## [INSTRUCTIONS FOR THE TASK]
Print the records below exactly as they appear.

↓↓↓

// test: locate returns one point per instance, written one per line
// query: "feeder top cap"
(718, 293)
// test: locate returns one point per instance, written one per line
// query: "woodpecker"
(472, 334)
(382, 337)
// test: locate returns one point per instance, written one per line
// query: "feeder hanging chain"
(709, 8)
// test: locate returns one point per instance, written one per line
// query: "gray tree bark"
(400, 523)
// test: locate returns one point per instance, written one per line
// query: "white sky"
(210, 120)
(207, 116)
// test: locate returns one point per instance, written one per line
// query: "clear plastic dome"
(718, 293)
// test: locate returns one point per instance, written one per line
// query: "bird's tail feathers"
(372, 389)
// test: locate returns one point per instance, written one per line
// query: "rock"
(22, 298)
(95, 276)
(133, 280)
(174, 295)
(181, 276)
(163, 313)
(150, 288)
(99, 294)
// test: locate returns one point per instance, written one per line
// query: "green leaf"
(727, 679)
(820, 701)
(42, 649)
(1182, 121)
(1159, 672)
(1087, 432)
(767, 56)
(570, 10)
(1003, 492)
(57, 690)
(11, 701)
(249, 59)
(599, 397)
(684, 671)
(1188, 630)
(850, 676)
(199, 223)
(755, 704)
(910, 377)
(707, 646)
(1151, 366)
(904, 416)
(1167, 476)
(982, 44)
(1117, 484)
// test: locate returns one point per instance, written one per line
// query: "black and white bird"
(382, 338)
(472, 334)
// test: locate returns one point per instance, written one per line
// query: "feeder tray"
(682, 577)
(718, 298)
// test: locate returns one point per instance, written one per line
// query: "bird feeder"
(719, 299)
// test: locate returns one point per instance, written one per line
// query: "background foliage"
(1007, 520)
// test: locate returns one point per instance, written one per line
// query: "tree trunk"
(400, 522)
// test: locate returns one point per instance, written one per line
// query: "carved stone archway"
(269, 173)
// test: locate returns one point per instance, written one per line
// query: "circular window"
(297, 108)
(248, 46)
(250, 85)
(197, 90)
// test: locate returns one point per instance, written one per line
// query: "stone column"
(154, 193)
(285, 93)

↑↑↑

## [ANSWER TO THE PROBLEM]
// test: locate returns one point per instance, written one per line
// query: "feeder top cap"
(718, 293)
// test: locate returns one point per instance, written one per line
// query: "woodpecker"
(472, 334)
(382, 337)
// test: locate returns one point per instance, written one per line
// query: "feeder hanging chain"
(709, 8)
// test: locate returns one point per instance, written one per line
// query: "gray tree bark"
(400, 523)
// test: locate returns one point per instance, written one per line
// query: "white sky"
(210, 120)
(207, 116)
// test: locate returns one point per instance, written one per line
// query: "clear plastic dome"
(718, 293)
// test: locate returns one point per instance, written one per line
// query: "bird's tail feathers"
(372, 389)
// test: locate returns one point per instance, written one per line
// query: "rock"
(22, 298)
(95, 276)
(133, 280)
(174, 295)
(181, 276)
(163, 313)
(150, 288)
(99, 294)
// test: locate returns one point per instance, written one per line
// query: "green leaf"
(727, 679)
(820, 701)
(42, 649)
(1182, 121)
(1159, 672)
(1087, 432)
(767, 56)
(570, 10)
(1003, 492)
(57, 690)
(11, 701)
(249, 59)
(599, 397)
(684, 671)
(1188, 630)
(850, 676)
(199, 223)
(755, 704)
(910, 377)
(707, 646)
(1151, 366)
(904, 416)
(1167, 476)
(982, 44)
(1117, 484)
// test: locate returns one point per instance, written one per line
// query: "black and white bird"
(382, 338)
(472, 334)
// test: locate returns one point per instance, written one per line
// query: "feeder tray"
(682, 577)
(718, 298)
// test: locate returns one point per instance, written one per line
// query: "bird feeder"
(719, 299)
// test: locate returns one point per instance, written one per line
// query: "background foliage"
(1007, 520)
// test: locate returns one point per instance, written one per line
// query: "tree trunk"
(400, 522)
// test: locate returns one point per instance, written one per line
// query: "carved stone archway"
(269, 173)
// test: locate returns one point per instance, written one per line
// query: "circular window"
(297, 108)
(248, 46)
(250, 85)
(197, 90)
// test: locate returns one point per instance, written one per line
// query: "stone column"
(154, 193)
(285, 93)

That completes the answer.